WHAT IS BEING ASKED: In the article on falling luxury sales in China, set down everything from "Last modified: January" down to "drop in revenues." word for word.

DOCUMENT SECTION:
________________________
#European Brands #Fashion Brands in China #Fashion trends

Why luxury brands see their sales decrease in China ?

Last modified: January 12, 2016

Chinese shoppers are known for their love for luxury brands, and the latter have had successful days on the Chinese market so far. Indeed, some wealthy Chinese consumers are attracted to quality products and won’t mind the price.

It seems however that the situation is changing. Sales for these luxury brands have been decreasing recently. It is the case for several brands in different sectors: fashion, spirits, cars or watches.

All brands in the luxury sector are impacted by this drop in revenues.

The spirit sector was hit pretty badly.

Diageo, the British giant which owns the brands Smirnoff, Johnie Walker and Baileys has taken a $411.5 million hit on the Chinese market.

Rémy Cointreau also sees a decrease in its sales. The French spirits company which produces Rémy Martin cognac, Mount Gay rum or Cointreau and Passoã liqueurs has seen its sales decline by 9% in China. Other players in this market like Pernod Ricard for example appear to experience the same phenomenon.
________________________
(Raw items)
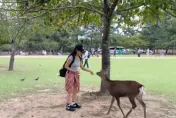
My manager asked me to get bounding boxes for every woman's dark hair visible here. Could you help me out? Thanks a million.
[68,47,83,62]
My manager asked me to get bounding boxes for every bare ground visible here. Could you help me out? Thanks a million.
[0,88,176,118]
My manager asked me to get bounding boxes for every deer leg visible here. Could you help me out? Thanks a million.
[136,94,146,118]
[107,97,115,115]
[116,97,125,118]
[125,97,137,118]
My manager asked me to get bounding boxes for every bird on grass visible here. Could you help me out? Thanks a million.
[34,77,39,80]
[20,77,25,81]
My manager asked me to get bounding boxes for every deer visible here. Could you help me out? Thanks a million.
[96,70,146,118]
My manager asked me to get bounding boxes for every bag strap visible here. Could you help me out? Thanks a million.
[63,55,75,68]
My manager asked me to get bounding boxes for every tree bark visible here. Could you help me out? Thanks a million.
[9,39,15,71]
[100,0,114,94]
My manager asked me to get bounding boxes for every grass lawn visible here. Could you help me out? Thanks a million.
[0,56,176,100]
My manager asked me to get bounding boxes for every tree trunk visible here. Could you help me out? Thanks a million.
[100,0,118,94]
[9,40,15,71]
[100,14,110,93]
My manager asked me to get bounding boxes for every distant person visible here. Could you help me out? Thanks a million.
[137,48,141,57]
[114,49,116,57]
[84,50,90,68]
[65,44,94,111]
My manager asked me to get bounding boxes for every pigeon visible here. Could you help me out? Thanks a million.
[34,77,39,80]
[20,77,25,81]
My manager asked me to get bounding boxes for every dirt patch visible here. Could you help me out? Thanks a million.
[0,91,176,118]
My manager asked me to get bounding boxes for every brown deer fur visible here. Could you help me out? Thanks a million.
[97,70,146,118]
________________________
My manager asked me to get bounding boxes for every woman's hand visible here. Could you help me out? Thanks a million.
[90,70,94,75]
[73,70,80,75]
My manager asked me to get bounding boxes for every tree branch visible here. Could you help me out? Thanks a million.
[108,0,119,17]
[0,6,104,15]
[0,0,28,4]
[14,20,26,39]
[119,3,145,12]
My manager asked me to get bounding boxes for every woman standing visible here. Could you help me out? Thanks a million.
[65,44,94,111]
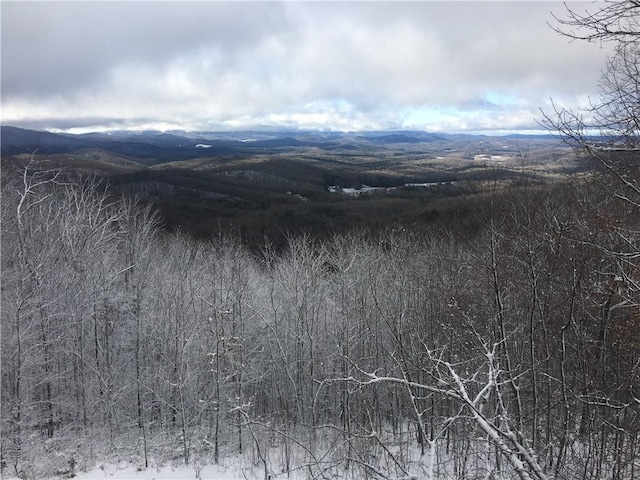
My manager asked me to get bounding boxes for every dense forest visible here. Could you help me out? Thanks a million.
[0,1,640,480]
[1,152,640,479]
________________________
EXPECTED ANSWER:
Last modified: January 12, 2016

Chinese shoppers are known for their love for luxury brands, and the latter have had successful days on the Chinese market so far. Indeed, some wealthy Chinese consumers are attracted to quality products and won’t mind the price.

It seems however that the situation is changing. Sales for these luxury brands have been decreasing recently. It is the case for several brands in different sectors: fashion, spirits, cars or watches.

All brands in the luxury sector are impacted by this drop in revenues.